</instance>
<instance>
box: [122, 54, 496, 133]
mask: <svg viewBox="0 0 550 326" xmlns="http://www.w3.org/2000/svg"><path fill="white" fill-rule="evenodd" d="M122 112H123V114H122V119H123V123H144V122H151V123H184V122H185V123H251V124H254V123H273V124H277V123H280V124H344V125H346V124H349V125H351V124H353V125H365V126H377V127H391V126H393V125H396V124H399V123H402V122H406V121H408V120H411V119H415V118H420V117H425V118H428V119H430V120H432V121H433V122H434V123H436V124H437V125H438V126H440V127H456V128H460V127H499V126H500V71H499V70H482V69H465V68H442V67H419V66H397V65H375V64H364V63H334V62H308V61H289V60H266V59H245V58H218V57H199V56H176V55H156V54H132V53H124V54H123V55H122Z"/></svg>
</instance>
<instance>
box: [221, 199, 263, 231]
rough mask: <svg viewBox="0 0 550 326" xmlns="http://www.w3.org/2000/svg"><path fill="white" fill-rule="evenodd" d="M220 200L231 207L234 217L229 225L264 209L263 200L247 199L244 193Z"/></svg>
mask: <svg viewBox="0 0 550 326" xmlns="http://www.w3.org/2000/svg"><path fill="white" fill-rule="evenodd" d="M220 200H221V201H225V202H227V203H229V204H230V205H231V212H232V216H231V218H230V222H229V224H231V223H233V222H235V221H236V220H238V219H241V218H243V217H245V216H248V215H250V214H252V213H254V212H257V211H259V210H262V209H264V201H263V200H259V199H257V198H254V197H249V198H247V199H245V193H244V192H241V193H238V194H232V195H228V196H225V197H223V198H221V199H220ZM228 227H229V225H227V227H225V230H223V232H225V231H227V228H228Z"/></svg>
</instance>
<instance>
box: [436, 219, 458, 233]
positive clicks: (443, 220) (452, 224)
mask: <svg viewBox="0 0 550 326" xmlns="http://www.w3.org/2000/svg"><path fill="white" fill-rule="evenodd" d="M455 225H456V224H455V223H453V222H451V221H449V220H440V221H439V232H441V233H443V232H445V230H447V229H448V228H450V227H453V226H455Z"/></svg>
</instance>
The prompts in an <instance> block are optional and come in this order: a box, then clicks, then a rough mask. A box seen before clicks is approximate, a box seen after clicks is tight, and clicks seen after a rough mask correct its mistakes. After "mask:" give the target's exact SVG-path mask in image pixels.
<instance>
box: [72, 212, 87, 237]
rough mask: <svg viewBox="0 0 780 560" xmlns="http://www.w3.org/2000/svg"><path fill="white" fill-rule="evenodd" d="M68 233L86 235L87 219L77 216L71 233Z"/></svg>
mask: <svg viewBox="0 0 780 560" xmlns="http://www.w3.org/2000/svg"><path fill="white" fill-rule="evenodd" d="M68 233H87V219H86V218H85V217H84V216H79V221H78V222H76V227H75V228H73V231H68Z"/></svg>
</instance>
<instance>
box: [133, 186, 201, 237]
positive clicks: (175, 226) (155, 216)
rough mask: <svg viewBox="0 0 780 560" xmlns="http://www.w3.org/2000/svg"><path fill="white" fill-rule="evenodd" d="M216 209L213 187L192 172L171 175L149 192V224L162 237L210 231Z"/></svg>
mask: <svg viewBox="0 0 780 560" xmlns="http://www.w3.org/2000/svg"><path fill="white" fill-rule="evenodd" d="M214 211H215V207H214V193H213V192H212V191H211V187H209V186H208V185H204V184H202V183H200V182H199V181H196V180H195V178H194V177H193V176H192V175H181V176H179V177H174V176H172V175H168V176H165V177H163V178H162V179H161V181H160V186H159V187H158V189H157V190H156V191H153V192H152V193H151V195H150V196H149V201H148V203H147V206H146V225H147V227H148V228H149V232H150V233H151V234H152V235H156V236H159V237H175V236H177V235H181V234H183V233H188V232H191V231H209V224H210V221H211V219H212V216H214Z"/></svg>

◆ **What to work on**
Transcribe all of the entries without alteration.

◆ **Result below**
</instance>
<instance>
box: [122, 54, 496, 133]
mask: <svg viewBox="0 0 550 326" xmlns="http://www.w3.org/2000/svg"><path fill="white" fill-rule="evenodd" d="M122 112H123V114H122V119H123V123H144V122H151V123H184V122H185V123H251V124H254V123H273V124H277V123H280V124H344V125H346V124H349V125H351V124H353V125H365V126H377V127H391V126H393V125H396V124H399V123H402V122H406V121H408V120H411V119H415V118H420V117H425V118H428V119H430V120H432V121H433V122H434V123H436V124H437V125H438V126H440V127H456V128H460V127H499V126H500V71H499V70H482V69H465V68H442V67H419V66H397V65H375V64H364V63H334V62H308V61H289V60H266V59H245V58H218V57H199V56H176V55H156V54H132V53H124V54H123V55H122Z"/></svg>
</instance>
<instance>
box: [221, 199, 263, 231]
rough mask: <svg viewBox="0 0 550 326" xmlns="http://www.w3.org/2000/svg"><path fill="white" fill-rule="evenodd" d="M220 200L231 207L234 217L229 225L264 209L263 200L247 199L244 193Z"/></svg>
mask: <svg viewBox="0 0 550 326" xmlns="http://www.w3.org/2000/svg"><path fill="white" fill-rule="evenodd" d="M220 200H221V201H225V202H227V203H229V204H230V205H231V212H232V216H231V218H230V222H229V224H231V223H233V222H235V221H236V220H238V219H241V218H243V217H245V216H248V215H250V214H252V213H254V212H257V211H259V210H262V209H264V201H263V200H259V199H257V198H254V197H249V198H247V199H245V193H244V192H241V193H238V194H232V195H228V196H225V197H223V198H221V199H220ZM228 227H229V225H227V227H225V230H223V232H225V231H227V228H228Z"/></svg>
</instance>
<instance>
box: [436, 219, 458, 233]
positive clicks: (443, 220) (452, 224)
mask: <svg viewBox="0 0 550 326" xmlns="http://www.w3.org/2000/svg"><path fill="white" fill-rule="evenodd" d="M455 225H456V224H455V223H453V222H451V221H449V220H440V221H439V232H441V233H443V232H445V230H447V229H448V228H450V227H453V226H455Z"/></svg>
</instance>
The prompts in an <instance> block are optional and come in this order: a box, then clicks, then a rough mask. A box seen before clicks is approximate, a box seen after clicks is tight, and clicks seen after a rough mask correct its mistakes. After "mask:" give the target's exact SVG-path mask in image pixels.
<instance>
box: [72, 212, 87, 237]
rough mask: <svg viewBox="0 0 780 560" xmlns="http://www.w3.org/2000/svg"><path fill="white" fill-rule="evenodd" d="M68 233L86 235L87 219L77 216L71 233Z"/></svg>
mask: <svg viewBox="0 0 780 560" xmlns="http://www.w3.org/2000/svg"><path fill="white" fill-rule="evenodd" d="M68 233H87V219H86V218H85V217H84V216H79V221H78V222H76V227H75V228H73V231H68Z"/></svg>
</instance>
<instance>
box: [133, 186, 201, 237]
positive clicks: (175, 226) (155, 216)
rough mask: <svg viewBox="0 0 780 560" xmlns="http://www.w3.org/2000/svg"><path fill="white" fill-rule="evenodd" d="M216 209L213 187L192 172L171 175L149 192V224L162 237L210 231Z"/></svg>
mask: <svg viewBox="0 0 780 560" xmlns="http://www.w3.org/2000/svg"><path fill="white" fill-rule="evenodd" d="M214 211H215V207H214V193H213V192H212V191H211V187H209V186H208V185H204V184H202V183H200V182H199V181H196V180H195V178H194V177H193V176H192V175H181V176H179V177H174V176H172V175H168V176H165V177H163V178H162V179H161V181H160V186H159V187H158V189H157V190H156V191H153V192H152V193H151V195H150V196H149V201H148V203H147V206H146V225H147V227H148V228H149V232H150V233H151V234H152V235H156V236H159V237H175V236H177V235H181V234H183V233H188V232H191V231H209V224H210V221H211V219H212V216H214Z"/></svg>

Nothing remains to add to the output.